Requirement: Extract the passage of the Megan Landry interview below word for word, starting with "Technology is a" and going on through "be and why?".

Selected passage:
□ □ □

What did you do when you were 17? Did you write your own music? Shoot your own videos? Worked two part-time jobs? All while finishing high school? Yeah though so…
Meet Megan Landry. Some magazines already hail the 17 years old Canadian artist as the next Lorde, and there’s certainly an aura of upcoming success around her. She has been playing piano since the age of 4 and writing since the age of 11. She’s wining awards left and right. 50% of the sales from her music go to the charity, World Vision. It seems like this teenage girl put all the puzzle pieces for a successful music career into place, so we wanted to know a bit more and started a brief email exchange with Megan…
Megan, as a 17 year old singer/songwriter from Canada, you have won quite a few awards already. Tell us a bit what it means to be a young artist in today’s diverse music industry and what in your eyes was your biggest achievement.
I used to feel like a little lost fish in a large pond when I first started off, but the more I look at the people around me, the more I’m feeling like I blend in. Artists are getting younger and younger, for example, Lorde is only a few months younger than I am and she’s achieved massive success. Awards are nice but that isn’t what drives me. I think my biggest achievement so far would be my music video “wallpaper.” It’s difficult to plan, shoot and edit an entire music video on your own opposed to paying a company to do it for you. I like that challenge. It took two months to personally pick, choose and contact the models, put together the costumes from thrift stores, design the sets and dissect the footage into the final product. It was worth it though!
You write your own music. You shoot your own videos. With technology today everything gets more accessible and barriers get broken down. How do you incorporate technology into your creative process?
Technology is a familiar friend to many of us, especially for diy artists and bloggers, with no budgets. I use technology all the time for creative inspiration. I’m always on-line, looking at websites such as Pinterest, Google, Tumblr, etc. and love Youtube.
I’ve read that the inspiration behind your song “Wallpaper” comes from staying up late worrying about stuff you can’t change, like global warming, war or cancer. If you would be able to change one thing, what would it be and why?
There too many struggles and so many obstacles that people have to deal with, ranging from discrimination to starvation and everything in between. It weighs on me. If I could fix one problem and one problem only, I would eliminate global warming because it’s bigger than any other issue that we face and it’s bigger than any of us; we cannot fix it, we can only slow down it’s process. That’s scary!

□ □ □

Recorded information:
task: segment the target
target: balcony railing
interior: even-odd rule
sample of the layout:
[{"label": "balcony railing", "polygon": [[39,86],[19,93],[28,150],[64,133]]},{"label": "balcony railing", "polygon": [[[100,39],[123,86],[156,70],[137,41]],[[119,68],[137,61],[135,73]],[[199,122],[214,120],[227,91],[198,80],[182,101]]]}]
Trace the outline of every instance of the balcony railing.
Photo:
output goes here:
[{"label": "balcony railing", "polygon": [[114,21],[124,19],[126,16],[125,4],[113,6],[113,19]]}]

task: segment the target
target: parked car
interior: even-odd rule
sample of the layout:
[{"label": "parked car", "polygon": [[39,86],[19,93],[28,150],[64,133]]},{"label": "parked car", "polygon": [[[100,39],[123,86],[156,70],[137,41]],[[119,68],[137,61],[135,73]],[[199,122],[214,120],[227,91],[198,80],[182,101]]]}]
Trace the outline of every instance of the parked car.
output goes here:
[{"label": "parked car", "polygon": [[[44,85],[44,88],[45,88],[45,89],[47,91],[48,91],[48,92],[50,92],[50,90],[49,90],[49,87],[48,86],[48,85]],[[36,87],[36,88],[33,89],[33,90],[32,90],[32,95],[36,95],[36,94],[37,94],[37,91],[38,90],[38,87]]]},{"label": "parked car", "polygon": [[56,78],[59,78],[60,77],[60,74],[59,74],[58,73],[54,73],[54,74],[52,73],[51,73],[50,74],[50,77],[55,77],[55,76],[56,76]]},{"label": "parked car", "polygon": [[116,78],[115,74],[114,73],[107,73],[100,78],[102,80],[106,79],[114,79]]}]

□ □ □

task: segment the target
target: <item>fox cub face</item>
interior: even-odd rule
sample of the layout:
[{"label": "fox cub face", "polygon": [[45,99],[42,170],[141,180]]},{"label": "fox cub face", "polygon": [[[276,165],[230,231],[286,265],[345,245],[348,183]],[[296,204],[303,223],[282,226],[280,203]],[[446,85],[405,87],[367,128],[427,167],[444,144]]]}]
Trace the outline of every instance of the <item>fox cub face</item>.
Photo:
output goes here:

□ □ □

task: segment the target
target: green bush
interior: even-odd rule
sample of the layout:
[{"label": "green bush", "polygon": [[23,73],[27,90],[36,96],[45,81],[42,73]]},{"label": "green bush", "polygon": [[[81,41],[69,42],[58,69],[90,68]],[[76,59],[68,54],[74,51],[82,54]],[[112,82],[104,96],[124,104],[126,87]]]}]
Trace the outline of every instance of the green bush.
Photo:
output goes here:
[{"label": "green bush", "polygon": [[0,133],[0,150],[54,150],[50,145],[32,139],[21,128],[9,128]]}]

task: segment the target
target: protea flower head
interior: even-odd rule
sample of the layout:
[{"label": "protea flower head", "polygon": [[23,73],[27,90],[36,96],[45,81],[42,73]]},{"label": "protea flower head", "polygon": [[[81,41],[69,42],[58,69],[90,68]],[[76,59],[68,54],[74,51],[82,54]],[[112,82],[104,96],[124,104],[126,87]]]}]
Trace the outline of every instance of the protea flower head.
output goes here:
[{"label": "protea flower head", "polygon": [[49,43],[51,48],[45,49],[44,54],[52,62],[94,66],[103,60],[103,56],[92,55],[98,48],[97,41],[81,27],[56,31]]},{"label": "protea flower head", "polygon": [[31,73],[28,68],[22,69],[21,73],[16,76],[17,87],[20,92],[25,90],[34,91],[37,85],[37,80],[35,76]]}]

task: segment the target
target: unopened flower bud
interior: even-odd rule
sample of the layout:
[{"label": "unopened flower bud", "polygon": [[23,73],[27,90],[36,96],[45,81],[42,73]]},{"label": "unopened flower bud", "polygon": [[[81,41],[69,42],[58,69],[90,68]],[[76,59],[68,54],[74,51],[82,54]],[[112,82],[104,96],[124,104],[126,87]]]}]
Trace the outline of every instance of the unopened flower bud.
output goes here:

□ □ □

Answer section:
Technology is a familiar friend to many of us, especially for diy artists and bloggers, with no budgets. I use technology all the time for creative inspiration. I’m always on-line, looking at websites such as Pinterest, Google, Tumblr, etc. and love Youtube.
I’ve read that the inspiration behind your song “Wallpaper” comes from staying up late worrying about stuff you can’t change, like global warming, war or cancer. If you would be able to change one thing, what would it be and why?